**SELECTED EXTRACT**
"""

By Mike De Felice
Special to Kitsap Daily News
PORT ORCHARD – Increased diversity on the police force and creating a presence on Twitter and Facebook all appear to be in the future of the Port Orchard Police Department, according to the department’s five-year strategic plan.
More officer training and publishing statistics related to the use of force and police complaints are also planned for the department. “We can look at where we are but if we don’t know where we are going, we are not going to get there,” said Port Orchard Police Chief Matt Brown of the police department’s new strategic plan.
“The only way to be successful in any organization, especially in law enforcement, is to have a strategy and a plan to get there,” said Brown, who joined the police department in 2019.
Similar to other strategic plans used by businesses and government entities, the plan for the Port Orchard agency provides guidance on the department’s short- and long-term goals, the police chief said.

"""

**RECORDS SHOWN**
"""

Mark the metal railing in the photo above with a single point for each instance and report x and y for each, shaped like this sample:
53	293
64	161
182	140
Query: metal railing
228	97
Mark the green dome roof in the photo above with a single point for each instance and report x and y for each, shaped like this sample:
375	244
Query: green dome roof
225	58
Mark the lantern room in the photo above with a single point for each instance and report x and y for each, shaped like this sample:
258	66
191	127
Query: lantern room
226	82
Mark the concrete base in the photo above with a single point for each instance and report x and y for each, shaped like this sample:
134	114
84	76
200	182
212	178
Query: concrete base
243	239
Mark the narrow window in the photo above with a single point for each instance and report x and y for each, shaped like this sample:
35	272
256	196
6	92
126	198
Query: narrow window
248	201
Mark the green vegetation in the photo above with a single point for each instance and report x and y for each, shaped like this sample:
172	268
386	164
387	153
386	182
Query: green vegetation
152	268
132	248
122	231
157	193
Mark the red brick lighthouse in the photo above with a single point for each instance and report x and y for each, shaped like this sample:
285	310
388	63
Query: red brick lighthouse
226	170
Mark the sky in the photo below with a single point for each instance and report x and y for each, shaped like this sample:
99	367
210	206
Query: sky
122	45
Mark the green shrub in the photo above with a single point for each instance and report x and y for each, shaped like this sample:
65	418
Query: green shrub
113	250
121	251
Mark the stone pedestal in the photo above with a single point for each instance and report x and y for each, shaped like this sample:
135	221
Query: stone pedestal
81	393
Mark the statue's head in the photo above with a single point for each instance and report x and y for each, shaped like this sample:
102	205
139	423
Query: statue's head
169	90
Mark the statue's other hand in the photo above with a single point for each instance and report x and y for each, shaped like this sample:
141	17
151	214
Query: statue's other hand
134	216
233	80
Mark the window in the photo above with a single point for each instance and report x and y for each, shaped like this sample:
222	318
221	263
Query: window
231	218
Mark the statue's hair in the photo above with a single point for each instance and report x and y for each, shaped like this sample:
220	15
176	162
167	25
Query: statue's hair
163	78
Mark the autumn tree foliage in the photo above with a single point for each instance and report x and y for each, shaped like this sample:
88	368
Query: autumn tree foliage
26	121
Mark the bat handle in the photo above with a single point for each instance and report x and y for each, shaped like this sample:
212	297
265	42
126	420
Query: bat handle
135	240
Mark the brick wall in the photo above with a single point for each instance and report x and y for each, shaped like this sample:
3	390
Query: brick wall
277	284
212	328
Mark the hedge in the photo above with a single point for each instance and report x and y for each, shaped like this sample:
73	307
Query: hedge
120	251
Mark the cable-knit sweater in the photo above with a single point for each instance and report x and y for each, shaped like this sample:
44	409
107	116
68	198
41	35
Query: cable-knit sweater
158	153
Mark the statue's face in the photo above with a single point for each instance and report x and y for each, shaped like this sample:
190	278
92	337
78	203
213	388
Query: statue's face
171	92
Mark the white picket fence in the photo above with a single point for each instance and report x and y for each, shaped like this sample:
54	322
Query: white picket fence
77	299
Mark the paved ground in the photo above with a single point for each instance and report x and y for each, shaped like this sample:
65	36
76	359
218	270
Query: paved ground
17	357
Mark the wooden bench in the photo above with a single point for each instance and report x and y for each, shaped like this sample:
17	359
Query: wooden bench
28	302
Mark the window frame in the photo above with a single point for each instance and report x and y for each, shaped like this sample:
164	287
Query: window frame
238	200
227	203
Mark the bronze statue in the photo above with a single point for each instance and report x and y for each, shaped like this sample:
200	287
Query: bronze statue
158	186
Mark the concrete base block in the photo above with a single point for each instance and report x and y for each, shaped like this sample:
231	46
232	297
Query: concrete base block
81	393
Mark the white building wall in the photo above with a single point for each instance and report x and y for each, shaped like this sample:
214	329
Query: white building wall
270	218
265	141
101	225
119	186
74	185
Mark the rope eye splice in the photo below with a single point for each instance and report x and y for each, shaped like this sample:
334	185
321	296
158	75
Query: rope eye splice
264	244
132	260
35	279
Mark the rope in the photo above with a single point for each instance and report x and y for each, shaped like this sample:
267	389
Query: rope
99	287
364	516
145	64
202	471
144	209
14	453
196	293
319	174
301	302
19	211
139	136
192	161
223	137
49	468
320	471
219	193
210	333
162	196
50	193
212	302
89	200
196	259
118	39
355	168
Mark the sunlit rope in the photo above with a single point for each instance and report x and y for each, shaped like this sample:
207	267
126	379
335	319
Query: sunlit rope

"""

**TASKS TO CARRY OUT**
(a) In the Port Orchard police article, what year did Matt Brown join the police department?
(b) Copy out the Port Orchard police article starting at "By Mike De Felice" and ending at "new strategic plan.".
The rows are taken from a different source than the article.

**EXERCISE SOLUTIONS**
(a) 2019

(b)
By Mike De Felice
Special to Kitsap Daily News
PORT ORCHARD – Increased diversity on the police force and creating a presence on Twitter and Facebook all appear to be in the future of the Port Orchard Police Department, according to the department’s five-year strategic plan.
More officer training and publishing statistics related to the use of force and police complaints are also planned for the department. “We can look at where we are but if we don’t know where we are going, we are not going to get there,” said Port Orchard Police Chief Matt Brown of the police department’s new strategic plan.